#### Raw data
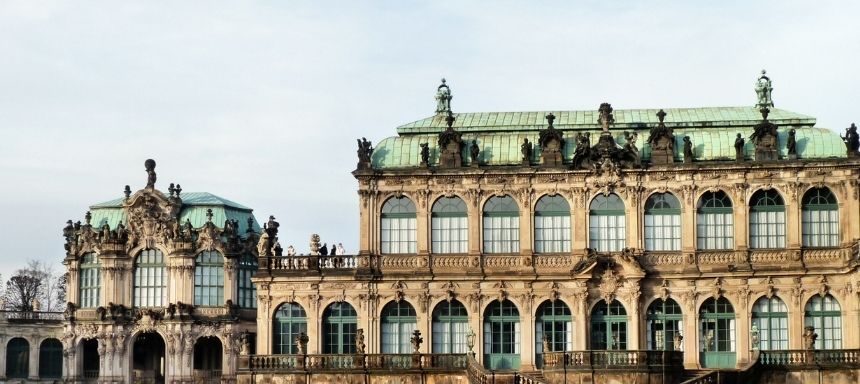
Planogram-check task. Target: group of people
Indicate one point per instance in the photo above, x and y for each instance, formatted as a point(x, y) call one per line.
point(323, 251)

==

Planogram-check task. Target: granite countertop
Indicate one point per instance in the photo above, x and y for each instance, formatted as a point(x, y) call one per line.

#### Problem requirements
Search the entries above for lines containing the word "Planogram", and copy each one.

#### Task response
Planogram-check task. Target: group of people
Planogram-check task. Target: granite countertop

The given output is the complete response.